*Aufgabe 1*: Welche Grafikkarte steckt laut dem Forenbeitrag im Notebook?
*Aufgabe 2*: Wiederhole aus dem Forenbeitrag wortgetreu die Stelle von „## Daniel S.“ bis einschließlich „x 2,20 GHz)“.

*Quellenauszug*:
▬▬▬

# Need for Speed The Run Treiber Problem



## Daniel S. (26. November 2011)

Hallo Cummiunity,
mein Freund hat ein Problem mit dem Nvidia Treiber. Er hat NFS The Run installiert und es konnte nicht gestartet werden,weil der Grafikkartentreiber zu alt war.
Wir haben dann den neusten Treiber von NVIDIA heruntergeladen und installiert. Dann lief zwar das Spiel aber hatte höchstens 1 Frame (Grafikeinstellungen: niedrig),
und hat stark geruckelt und geleggt. Dann haben wir Minecraft gestartet und dies lief ebenso unflüssig auf unter 30 Frames, mit dem vorherigen Treiber lief es 
auf 50 Frames. Wir wissen also, dass es am Treiber liegt, mit dem neuen Trieber wird aber alles ruckeliger.
Die Hardware (es ist ein Notebook):
-Intel Pentium T4400 ( 2 x 2,20 GHz)
-4 GB Ram
-GeForce GT 230M
-Windows 7
-Bildschirm: 1680 x 945
Schon mal danke für eure Antworten!


----------



## Hideout (26. November 2011)

▬▬▬

*Datenauszug*:
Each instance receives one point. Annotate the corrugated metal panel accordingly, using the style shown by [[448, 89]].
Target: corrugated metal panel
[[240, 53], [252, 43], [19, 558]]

▬▬▬

*Antwort 1*: Eine GeForce GT 230M.

*Antwort 2*:
## Daniel S. (26. November 2011)

Hallo Cummiunity,
mein Freund hat ein Problem mit dem Nvidia Treiber. Er hat NFS The Run installiert und es konnte nicht gestartet werden,weil der Grafikkartentreiber zu alt war.
Wir haben dann den neusten Treiber von NVIDIA heruntergeladen und installiert. Dann lief zwar das Spiel aber hatte höchstens 1 Frame (Grafikeinstellungen: niedrig),
und hat stark geruckelt und geleggt. Dann haben wir Minecraft gestartet und dies lief ebenso unflüssig auf unter 30 Frames, mit dem vorherigen Treiber lief es 
auf 50 Frames. Wir wissen also, dass es am Treiber liegt, mit dem neuen Trieber wird aber alles ruckeliger.
Die Hardware (es ist ein Notebook):
-Intel Pentium T4400 ( 2 x 2,20 GHz)